Answer these questions from the WCGR radio station text:
(a) How strong was the signal WCGR beamed out?
(b) Where was the station's studio?
(c) Besides the celebrity interviews, what did the record company conveniently provide?

===== SELECTED EXCERPT =====

Back then, beaming out a signal of 250 mighty watts, WCGR (announcers said it stood for "Watch Canandaigua Grow Rapidly"), broadcast music, news and farm reports to a radius extending about as far as you could throw a rock.
Nonetheless, I thought it was a wondrous and glamorous place - show business! -- and often climbed the stairs to their dusty studio, up above a Main Street storefront. The twin sons of the station's owner were schoolmates and my father bought on the air advertising time for his drugstore, so no one paid much attention to my hanging out.
One day, I came across some promotional 45 rpm records. They were interviews with celebrities - with spaces left for any given announcer at any given station to ask the pertinent questions, which were conveniently provided by the record company. In an instant, you could make it appear as if your local DJ was actually interviewing Nat King Cole or Bobby Vinton or Carol Channing.

===== GIVEN RECORDS =====

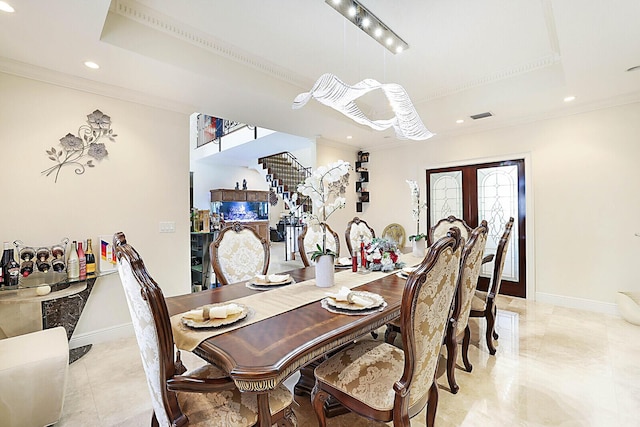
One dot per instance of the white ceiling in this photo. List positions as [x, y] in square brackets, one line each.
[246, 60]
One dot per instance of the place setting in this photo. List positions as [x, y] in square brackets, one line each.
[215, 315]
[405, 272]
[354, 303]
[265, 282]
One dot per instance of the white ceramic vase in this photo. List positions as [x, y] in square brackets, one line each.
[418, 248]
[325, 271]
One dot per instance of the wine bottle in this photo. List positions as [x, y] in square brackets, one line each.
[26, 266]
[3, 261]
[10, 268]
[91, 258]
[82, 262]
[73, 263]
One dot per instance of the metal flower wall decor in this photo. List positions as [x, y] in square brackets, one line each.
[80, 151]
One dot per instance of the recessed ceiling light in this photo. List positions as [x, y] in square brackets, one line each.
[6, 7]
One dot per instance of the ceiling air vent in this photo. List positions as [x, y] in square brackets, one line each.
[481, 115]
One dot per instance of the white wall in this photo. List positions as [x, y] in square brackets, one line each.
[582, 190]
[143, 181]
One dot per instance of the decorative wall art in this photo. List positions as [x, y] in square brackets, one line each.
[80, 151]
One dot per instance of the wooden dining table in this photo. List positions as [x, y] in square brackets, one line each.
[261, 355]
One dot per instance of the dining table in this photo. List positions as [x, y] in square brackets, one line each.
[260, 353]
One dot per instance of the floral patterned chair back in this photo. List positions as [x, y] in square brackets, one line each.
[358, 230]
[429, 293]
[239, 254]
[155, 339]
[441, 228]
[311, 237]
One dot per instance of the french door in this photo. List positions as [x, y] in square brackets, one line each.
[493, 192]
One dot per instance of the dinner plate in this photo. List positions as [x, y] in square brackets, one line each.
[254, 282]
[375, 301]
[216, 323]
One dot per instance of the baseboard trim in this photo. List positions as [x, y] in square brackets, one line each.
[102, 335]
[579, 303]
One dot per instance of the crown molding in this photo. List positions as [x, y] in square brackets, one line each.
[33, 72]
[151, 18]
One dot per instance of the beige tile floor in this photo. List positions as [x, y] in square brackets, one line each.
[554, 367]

=====
===== GIVEN RECORDS =====

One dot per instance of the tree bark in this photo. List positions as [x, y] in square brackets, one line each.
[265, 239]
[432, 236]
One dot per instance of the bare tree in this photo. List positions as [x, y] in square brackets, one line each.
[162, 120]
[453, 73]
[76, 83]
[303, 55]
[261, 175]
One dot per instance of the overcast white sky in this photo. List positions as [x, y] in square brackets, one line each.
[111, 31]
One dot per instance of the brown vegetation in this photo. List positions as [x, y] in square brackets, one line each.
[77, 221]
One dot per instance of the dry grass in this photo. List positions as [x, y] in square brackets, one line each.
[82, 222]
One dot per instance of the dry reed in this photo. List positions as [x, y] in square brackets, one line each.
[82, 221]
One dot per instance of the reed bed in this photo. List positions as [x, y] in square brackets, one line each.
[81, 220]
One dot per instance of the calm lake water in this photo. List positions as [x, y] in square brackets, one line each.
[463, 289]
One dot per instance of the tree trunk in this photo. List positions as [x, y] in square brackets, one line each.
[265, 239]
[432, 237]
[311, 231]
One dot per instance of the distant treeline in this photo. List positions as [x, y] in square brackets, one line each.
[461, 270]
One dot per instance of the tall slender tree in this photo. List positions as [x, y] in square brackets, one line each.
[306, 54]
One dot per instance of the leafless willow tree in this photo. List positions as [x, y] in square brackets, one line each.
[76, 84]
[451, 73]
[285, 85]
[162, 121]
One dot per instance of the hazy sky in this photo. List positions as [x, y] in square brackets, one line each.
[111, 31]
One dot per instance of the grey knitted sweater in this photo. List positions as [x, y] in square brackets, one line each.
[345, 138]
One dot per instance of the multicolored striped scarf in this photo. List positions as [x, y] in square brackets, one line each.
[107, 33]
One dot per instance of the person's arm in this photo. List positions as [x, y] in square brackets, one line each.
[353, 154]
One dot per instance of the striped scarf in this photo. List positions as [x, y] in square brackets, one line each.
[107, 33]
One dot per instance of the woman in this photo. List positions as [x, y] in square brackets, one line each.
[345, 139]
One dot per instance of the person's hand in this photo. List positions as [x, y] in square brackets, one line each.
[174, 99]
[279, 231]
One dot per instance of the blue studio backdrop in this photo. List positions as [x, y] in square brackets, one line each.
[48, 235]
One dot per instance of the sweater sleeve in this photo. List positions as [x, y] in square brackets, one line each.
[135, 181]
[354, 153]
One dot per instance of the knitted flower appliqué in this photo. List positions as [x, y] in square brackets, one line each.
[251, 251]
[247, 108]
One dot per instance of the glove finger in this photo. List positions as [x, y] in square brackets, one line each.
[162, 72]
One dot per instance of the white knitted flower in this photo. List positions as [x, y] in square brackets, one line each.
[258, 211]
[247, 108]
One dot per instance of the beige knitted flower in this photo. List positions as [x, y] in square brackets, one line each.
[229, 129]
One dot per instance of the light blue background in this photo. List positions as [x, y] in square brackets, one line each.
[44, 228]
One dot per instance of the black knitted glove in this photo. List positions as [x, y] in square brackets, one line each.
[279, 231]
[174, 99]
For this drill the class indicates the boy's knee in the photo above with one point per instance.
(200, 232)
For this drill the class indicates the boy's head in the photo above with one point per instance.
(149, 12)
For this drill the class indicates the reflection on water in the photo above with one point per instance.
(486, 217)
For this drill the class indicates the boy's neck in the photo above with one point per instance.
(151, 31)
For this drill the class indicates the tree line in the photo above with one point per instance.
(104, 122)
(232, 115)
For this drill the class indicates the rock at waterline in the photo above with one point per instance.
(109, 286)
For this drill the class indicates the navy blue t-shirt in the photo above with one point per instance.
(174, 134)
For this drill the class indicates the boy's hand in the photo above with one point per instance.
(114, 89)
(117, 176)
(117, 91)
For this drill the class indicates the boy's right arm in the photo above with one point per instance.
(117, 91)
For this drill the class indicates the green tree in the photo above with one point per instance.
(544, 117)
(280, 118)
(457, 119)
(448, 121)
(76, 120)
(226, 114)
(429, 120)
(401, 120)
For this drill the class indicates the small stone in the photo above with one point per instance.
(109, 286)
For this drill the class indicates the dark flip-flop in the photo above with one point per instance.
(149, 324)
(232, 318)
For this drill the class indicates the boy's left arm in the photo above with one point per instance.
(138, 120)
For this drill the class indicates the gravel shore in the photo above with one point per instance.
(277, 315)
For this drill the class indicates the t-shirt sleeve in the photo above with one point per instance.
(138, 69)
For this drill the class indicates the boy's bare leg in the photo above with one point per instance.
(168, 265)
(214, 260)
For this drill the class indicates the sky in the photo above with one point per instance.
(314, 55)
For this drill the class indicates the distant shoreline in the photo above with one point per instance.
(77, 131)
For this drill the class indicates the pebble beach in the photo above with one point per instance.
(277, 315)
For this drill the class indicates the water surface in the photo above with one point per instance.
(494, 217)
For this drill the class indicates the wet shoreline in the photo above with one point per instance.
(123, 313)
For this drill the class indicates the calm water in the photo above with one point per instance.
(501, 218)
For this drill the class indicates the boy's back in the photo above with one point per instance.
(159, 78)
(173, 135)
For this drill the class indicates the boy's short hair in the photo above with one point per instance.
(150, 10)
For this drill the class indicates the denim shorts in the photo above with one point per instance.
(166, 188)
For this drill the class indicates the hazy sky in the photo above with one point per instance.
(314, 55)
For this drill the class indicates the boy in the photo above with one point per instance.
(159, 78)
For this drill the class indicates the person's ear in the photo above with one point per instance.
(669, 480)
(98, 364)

=====

### RESPONSE
(a) 250 watts
(b) Up above a Main Street storefront
(c) The pertinent questions for the announcer to ask